### WHAT THE TASK ASKS
The expected output is the complete listing, unchanged.

[Opening RECORD SET section]

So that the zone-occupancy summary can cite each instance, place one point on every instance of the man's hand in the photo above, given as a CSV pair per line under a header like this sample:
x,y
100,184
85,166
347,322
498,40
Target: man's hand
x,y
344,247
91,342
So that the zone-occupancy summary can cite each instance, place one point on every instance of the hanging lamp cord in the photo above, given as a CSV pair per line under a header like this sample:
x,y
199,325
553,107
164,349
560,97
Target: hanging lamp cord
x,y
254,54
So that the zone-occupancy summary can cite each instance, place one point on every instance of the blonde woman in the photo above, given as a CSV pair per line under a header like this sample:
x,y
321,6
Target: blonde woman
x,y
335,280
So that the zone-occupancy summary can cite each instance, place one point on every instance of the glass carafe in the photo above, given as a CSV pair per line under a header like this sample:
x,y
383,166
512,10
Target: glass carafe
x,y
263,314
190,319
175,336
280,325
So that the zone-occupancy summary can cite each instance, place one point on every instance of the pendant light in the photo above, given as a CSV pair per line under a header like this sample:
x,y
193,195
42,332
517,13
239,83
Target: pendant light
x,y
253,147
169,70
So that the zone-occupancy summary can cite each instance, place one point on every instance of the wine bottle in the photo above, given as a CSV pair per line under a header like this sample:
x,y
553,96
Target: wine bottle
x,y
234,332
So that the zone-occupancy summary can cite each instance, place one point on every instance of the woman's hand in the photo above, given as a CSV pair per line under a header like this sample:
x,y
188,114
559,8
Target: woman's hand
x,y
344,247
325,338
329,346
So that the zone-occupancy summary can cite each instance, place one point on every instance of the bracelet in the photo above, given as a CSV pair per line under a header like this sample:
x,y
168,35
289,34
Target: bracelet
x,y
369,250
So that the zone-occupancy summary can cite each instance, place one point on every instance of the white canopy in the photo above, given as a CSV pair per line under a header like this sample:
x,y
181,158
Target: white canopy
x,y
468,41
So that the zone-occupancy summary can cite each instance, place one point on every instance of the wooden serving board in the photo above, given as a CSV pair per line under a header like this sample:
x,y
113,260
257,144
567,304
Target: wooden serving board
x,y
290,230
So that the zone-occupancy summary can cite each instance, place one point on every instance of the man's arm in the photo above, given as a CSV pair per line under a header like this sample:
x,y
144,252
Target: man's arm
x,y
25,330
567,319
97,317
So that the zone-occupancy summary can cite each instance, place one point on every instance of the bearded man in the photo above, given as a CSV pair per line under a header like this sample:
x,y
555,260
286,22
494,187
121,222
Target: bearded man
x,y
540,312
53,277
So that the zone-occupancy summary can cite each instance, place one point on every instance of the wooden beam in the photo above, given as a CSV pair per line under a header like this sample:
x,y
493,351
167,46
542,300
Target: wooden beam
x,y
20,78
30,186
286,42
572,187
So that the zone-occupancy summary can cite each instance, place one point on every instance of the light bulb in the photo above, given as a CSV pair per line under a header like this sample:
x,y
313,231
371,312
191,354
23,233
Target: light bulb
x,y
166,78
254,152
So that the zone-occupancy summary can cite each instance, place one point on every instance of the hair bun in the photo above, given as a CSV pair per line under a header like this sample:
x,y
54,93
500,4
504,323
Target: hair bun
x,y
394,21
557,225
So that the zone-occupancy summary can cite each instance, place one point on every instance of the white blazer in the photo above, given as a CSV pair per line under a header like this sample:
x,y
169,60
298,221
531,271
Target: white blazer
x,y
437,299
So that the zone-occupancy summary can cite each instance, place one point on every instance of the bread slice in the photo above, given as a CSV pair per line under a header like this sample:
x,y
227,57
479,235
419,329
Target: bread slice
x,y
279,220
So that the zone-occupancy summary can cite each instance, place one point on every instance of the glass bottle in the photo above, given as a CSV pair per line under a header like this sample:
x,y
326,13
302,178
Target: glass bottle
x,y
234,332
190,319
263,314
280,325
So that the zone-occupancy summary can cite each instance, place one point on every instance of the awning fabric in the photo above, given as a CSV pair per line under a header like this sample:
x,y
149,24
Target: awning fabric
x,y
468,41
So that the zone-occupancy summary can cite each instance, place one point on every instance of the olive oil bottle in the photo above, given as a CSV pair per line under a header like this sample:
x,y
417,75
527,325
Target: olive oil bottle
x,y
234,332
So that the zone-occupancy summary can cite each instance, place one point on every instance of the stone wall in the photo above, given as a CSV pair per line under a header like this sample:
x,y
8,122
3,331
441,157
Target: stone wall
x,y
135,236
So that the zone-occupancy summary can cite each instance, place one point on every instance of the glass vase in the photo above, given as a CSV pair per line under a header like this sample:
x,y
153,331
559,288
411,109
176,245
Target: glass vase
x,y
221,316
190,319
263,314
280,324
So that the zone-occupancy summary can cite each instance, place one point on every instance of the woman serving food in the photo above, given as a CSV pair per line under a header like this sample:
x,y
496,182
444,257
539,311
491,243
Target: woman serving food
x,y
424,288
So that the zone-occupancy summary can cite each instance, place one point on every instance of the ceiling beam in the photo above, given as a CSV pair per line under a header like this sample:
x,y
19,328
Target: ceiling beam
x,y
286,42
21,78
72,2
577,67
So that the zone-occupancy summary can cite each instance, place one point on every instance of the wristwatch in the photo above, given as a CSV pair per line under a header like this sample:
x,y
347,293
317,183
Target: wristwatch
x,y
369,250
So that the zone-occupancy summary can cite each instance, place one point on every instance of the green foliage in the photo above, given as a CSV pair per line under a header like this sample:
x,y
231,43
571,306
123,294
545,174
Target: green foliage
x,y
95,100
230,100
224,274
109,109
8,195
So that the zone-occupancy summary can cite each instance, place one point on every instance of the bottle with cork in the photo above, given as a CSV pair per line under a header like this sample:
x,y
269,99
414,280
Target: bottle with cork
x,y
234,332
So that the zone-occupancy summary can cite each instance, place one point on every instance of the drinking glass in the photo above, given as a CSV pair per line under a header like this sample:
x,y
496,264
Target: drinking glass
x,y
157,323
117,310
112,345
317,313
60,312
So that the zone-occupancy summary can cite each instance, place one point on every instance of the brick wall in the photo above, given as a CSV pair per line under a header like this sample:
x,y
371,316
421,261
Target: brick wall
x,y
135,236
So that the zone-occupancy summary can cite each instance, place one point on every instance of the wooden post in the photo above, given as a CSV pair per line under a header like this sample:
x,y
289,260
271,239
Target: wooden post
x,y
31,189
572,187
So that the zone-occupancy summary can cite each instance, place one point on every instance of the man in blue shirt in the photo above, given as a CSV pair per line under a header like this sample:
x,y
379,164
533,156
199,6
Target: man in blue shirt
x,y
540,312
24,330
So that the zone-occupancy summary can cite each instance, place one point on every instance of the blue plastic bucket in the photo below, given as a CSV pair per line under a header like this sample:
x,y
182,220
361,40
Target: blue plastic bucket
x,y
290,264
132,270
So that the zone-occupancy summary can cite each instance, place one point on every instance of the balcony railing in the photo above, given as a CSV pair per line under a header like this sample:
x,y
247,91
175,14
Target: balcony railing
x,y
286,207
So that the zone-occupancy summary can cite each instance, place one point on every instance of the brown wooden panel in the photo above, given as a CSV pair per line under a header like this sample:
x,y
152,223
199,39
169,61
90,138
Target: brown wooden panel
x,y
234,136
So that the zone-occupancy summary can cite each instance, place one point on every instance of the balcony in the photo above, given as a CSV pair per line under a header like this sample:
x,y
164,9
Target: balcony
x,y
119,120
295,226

[Closing RECORD SET section]

### TASK ANSWER
So that the zone-occupancy summary can cite each instance, place one point on every instance of the man's hand in the photo above, given as a CSV pair per line under a header like this sample:
x,y
100,184
85,166
347,322
498,40
Target: man's hand
x,y
344,247
91,342
So that the zone-occupancy summary can cite each instance, place one point on every instance of the hanging lamp cord in the photo above, given as a CSV pair per line under a header like this sample:
x,y
199,325
553,107
164,349
560,97
Target: hanging lamp cord
x,y
254,54
So that the zone-occupancy summary can cite each instance, place one point on every instance of the blonde woman in the photo above, given as a CSV pair per line under a header like this sample:
x,y
321,6
Target: blonde woman
x,y
335,280
So that the zone-occupancy summary can cite each instance, place one point on every instance of the glass carafe in the photo above, given as a CSV pair per line under a header like this sample:
x,y
383,166
512,10
Target: glass carafe
x,y
263,314
190,319
175,336
280,325
So that the zone-occupancy summary can cite each instance, place one point on every instance of the pendant light in the photo above, given as a CSV pair per line under a header like this sample:
x,y
193,195
42,332
517,13
239,83
Target: pendant light
x,y
253,147
169,70
So that the zone-occupancy summary can cite each instance, place one point on every instance of the wine bottle in the photo above, given as a CSV pair per line under a header like this sample:
x,y
553,96
Target: wine bottle
x,y
234,332
So that the zone-occupancy summary can cite each instance, place one point on every instance of the woman's hand in the photo above, given as a CSV pair per line under a header like this sample:
x,y
188,114
559,8
Target: woman's hand
x,y
344,247
325,338
329,346
So that the zone-occupancy summary can cite each instance, place one point on every instance of the bracelet in the photo above, given as a CSV pair per line under a header like this sample:
x,y
168,35
289,34
Target: bracelet
x,y
369,250
So that the zone-occupancy summary can cite each instance, place one point on every instance of the white canopy in the photo above, given as a CSV pair per line under a header like this sample:
x,y
181,158
Target: white canopy
x,y
468,41
So that the zone-occupancy summary can cite each instance, place one point on every instance of the wooden serving board in the photo above, given as a CSV pair per line under a header like this sample:
x,y
113,260
257,144
567,304
Target: wooden serving board
x,y
290,230
So that the zone-occupancy summary can cite each instance, place one point on every instance of the man's arm in the photo above, given as a CSV pair per line under a header like this sample:
x,y
144,252
Target: man's arm
x,y
25,330
567,319
97,317
So that the zone-occupancy summary can cite each instance, place one point on every instance of the bearded man in the photo above, given as a CSV pair per line under a header like this sample:
x,y
555,260
286,22
494,187
121,222
Target: bearded man
x,y
540,312
53,277
So that the zone-occupancy summary can cite each instance, place one point on every instance of the wooden beam in the photo above, given as a CSV pair per line under a header like this sample:
x,y
493,351
167,46
542,300
Target: wooden beam
x,y
20,78
30,186
286,42
572,187
So that the zone-occupancy summary can cite each instance, place one point on every instance of the light bulb in the photo above, given as a CSV pair per line under a header like this sample:
x,y
313,231
371,312
191,354
23,233
Target: light bulb
x,y
166,78
254,152
So that the zone-occupancy summary can cite each instance, place one point on every instance of the hair bun in the photo above, given as a CSV pair per line under a header like this sample:
x,y
54,93
500,4
504,323
Target: hair bun
x,y
394,21
557,225
So that the zone-occupancy summary can cite each instance, place one point on every instance of the white blazer in the photo above, given as a CSV pair per line under a header like this sample:
x,y
169,60
298,221
531,271
Target: white blazer
x,y
437,299
So that the zone-occupancy summary can cite each instance, place one point on every instance of the bread slice in the photo above, given as a CSV pair per line under a header like this sample:
x,y
227,57
479,235
419,329
Target: bread slice
x,y
279,220
So that the zone-occupancy summary can cite each instance, place one point on every instance of the glass bottle in the photo above, given as a CSV pair per line under a header like this sample:
x,y
326,13
302,178
Target: glass bottle
x,y
234,332
190,319
263,314
280,325
So that the zone-occupancy summary can cite each instance, place one point on every instance of the awning fabric in the photo above, given as a CSV pair per line under a header like this sample:
x,y
149,24
Target: awning fabric
x,y
468,41
So that the zone-occupancy summary can cite each instance, place one point on every instance of the olive oil bottle in the photo above, given as a CSV pair per line under a header like this sample:
x,y
417,75
527,325
Target: olive oil bottle
x,y
234,332
So that the zone-occupancy summary can cite each instance, place one point on every instance of the stone wall in the photo above, given as a CSV pair per line under a header like this sample:
x,y
8,122
3,331
441,157
Target: stone wall
x,y
135,236
So that the zone-occupancy summary can cite each instance, place one point on every instance of the glass vase in the photo above, given as a CSV pair per line under a header like this sample:
x,y
153,331
559,288
411,109
176,245
Target: glass vase
x,y
221,316
190,319
263,314
280,324
So that the zone-occupancy summary can cite each instance, place one point on every instance of the woman serving food in the photo above, given as a CSV pair per line under a header like this sample:
x,y
496,182
444,257
539,311
491,243
Target: woman serving food
x,y
424,288
So that the zone-occupancy summary can cite each instance, place one point on every instance of the ceiling beam in the photo above, given as a CSV pair per line under a header like this sample:
x,y
19,328
Target: ceiling beam
x,y
286,42
21,78
72,2
577,67
So that the zone-occupancy summary can cite each instance, place one point on every instance of the wristwatch in the photo above, given as a CSV pair per line under a header like this sample:
x,y
347,293
317,183
Target: wristwatch
x,y
369,250
So that the zone-occupancy summary can cite each instance, place one point on every instance of the green foliage in the photo above, given as a CSV pair per line under a header like this sample:
x,y
231,43
571,306
123,294
545,174
Target: green foliage
x,y
95,100
230,100
224,274
109,109
8,195
So that the zone-occupancy summary can cite each instance, place one point on every instance of the bottle with cork in the photo above, given as a CSV pair per line under a header like this sample:
x,y
269,99
414,280
Target: bottle with cork
x,y
234,332
So that the zone-occupancy summary can cite each instance, place one point on every instance of the drinking glass in the photo above, given as a CSV pair per line under a header like this sample:
x,y
496,264
Target: drinking glass
x,y
157,323
117,310
112,345
317,313
60,312
So that the zone-occupancy summary can cite each instance, place one point on every instance of the brick wall in the photo above, given as a CSV pair per line under a header like this sample:
x,y
371,316
421,261
Target: brick wall
x,y
135,236
So that the zone-occupancy summary can cite each instance, place one point on every instance of the wooden post in the photo above, given as a CSV pair per line under a header like this sample:
x,y
289,260
271,239
Target: wooden post
x,y
31,189
572,187
So that the zone-occupancy summary can cite each instance, place one point on every instance of the man in blue shirt in the photo above, given as a CSV pair per line under a header like this sample:
x,y
379,164
533,156
199,6
Target: man in blue shirt
x,y
540,312
24,330
So that the zone-occupancy summary can cite each instance, place one point on every instance of the blue plastic bucket in the photo below, given as a CSV pair per line under a header like this sample:
x,y
182,220
361,40
Target: blue plastic bucket
x,y
290,264
132,270
So that the zone-occupancy summary can cite each instance, place one point on every instance of the balcony railing in the photo above, given as a CSV pair per line under a header like this sample:
x,y
247,91
175,14
Target: balcony railing
x,y
286,207
So that the zone-occupancy summary can cite each instance, place one point on every instance of the brown wooden panel in the photo above, given as a CSV pair per line under a header like this sample:
x,y
152,223
199,39
169,61
90,138
Target: brown wooden panel
x,y
234,136
So that the zone-occupancy summary can cite each instance, place one point on every instance of the balcony in the photo above, given as a CSV pair per line under a header like this sample:
x,y
164,9
Target: balcony
x,y
119,120
295,226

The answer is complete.